Your goal: Which lines of the items contain the string "negative", matching case? Copy each of those lines in full.

────────────────────────────────────────

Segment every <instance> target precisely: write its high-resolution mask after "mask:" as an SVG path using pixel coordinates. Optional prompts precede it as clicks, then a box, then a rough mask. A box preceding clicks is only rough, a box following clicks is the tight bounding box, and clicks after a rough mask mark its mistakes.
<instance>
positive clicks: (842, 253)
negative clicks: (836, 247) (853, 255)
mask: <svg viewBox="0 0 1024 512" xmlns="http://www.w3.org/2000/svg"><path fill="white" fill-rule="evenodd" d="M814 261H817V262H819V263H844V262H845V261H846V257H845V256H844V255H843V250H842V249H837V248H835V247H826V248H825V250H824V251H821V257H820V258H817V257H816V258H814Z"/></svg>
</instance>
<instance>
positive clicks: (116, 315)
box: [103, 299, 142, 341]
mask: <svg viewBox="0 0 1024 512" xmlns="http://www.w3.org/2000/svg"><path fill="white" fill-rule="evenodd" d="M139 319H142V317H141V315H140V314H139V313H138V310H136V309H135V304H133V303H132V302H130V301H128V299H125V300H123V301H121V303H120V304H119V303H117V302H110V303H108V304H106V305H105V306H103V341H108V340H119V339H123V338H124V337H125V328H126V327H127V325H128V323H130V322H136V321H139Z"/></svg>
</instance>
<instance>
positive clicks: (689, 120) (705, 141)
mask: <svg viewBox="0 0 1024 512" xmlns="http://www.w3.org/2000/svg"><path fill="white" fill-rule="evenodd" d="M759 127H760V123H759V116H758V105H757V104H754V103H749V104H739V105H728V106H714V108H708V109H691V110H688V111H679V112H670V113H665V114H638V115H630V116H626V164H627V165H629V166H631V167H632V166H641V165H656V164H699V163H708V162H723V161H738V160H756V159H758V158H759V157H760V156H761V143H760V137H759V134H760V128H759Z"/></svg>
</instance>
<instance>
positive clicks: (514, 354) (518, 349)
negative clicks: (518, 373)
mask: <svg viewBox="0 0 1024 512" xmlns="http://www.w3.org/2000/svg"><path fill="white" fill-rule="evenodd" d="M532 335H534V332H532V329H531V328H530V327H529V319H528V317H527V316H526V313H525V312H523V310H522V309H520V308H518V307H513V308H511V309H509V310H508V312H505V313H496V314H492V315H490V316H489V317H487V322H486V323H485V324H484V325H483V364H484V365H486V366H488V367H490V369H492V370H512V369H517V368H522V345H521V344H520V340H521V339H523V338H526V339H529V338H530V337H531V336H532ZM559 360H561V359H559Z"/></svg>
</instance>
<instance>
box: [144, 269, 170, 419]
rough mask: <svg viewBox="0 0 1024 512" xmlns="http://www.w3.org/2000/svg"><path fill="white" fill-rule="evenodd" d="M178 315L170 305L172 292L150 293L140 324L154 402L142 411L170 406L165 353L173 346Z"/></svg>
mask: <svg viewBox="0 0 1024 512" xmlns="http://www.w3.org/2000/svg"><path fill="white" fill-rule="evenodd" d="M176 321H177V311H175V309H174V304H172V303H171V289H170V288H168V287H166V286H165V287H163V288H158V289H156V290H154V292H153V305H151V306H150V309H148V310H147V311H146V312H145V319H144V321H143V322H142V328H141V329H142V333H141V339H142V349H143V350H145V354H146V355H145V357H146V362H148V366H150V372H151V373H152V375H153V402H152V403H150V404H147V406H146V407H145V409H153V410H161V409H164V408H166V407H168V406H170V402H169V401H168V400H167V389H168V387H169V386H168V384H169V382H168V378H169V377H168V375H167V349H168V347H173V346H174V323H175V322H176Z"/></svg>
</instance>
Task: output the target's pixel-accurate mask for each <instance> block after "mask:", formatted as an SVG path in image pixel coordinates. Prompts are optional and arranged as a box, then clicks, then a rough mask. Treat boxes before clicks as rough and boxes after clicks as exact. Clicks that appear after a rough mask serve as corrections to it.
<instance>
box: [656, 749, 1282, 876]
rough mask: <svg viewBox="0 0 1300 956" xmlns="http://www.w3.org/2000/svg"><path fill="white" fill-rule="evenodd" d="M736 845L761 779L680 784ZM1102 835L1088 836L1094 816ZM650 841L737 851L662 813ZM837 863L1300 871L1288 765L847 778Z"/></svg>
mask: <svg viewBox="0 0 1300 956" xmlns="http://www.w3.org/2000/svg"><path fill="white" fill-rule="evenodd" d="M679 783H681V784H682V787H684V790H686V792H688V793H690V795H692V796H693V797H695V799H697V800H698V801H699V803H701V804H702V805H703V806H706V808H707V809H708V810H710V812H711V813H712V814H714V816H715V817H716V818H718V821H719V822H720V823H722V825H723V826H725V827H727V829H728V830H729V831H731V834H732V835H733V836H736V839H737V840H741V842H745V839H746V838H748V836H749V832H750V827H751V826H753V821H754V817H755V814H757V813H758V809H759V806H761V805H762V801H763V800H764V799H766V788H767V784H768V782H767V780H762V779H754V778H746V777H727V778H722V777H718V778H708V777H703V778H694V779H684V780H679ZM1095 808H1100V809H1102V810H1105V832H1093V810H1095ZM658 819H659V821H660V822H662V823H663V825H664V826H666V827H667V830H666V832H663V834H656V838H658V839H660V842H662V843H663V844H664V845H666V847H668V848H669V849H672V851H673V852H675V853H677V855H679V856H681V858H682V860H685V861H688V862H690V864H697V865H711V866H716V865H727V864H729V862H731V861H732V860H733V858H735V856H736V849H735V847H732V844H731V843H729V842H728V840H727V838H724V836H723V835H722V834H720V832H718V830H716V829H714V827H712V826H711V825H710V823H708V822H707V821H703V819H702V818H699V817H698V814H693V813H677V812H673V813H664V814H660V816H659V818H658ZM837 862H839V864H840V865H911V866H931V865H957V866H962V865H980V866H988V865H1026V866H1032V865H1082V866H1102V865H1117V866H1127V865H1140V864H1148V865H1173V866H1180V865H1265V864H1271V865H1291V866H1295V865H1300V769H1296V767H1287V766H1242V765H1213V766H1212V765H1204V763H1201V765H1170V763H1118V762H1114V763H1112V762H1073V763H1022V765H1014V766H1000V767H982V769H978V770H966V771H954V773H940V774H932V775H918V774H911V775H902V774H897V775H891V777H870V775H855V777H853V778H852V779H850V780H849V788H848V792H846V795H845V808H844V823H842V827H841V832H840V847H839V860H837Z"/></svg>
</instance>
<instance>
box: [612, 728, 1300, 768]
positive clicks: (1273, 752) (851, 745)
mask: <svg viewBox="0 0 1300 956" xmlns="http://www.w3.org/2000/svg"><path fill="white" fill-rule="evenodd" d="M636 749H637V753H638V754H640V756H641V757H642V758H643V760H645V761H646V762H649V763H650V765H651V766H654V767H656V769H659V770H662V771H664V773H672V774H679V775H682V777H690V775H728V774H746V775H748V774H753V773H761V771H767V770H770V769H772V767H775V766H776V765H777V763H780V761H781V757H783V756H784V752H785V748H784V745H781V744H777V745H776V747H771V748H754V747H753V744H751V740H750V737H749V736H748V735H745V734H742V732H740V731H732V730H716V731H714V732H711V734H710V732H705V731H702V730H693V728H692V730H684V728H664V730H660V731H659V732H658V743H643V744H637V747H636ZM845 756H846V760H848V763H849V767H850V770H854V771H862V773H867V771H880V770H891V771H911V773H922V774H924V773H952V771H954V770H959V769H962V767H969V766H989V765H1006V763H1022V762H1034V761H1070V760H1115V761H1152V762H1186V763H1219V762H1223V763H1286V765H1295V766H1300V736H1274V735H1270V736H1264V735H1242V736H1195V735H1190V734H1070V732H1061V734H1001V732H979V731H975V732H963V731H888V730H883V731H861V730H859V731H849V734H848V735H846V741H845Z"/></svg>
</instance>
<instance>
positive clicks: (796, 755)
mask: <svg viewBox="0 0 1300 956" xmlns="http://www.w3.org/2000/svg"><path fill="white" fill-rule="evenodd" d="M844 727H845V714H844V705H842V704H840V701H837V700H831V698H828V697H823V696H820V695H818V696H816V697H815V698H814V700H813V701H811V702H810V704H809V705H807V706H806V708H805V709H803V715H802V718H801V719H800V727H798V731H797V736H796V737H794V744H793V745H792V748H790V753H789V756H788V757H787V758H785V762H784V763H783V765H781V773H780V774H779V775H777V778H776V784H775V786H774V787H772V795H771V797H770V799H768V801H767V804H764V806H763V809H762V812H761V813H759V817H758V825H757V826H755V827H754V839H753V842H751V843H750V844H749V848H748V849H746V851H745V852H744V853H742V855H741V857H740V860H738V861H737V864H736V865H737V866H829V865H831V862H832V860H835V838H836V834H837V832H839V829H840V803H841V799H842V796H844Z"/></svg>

────────────────────────────────────────

Answer area:
negative clicks: (836, 247) (853, 255)
negative clicks: (518, 373)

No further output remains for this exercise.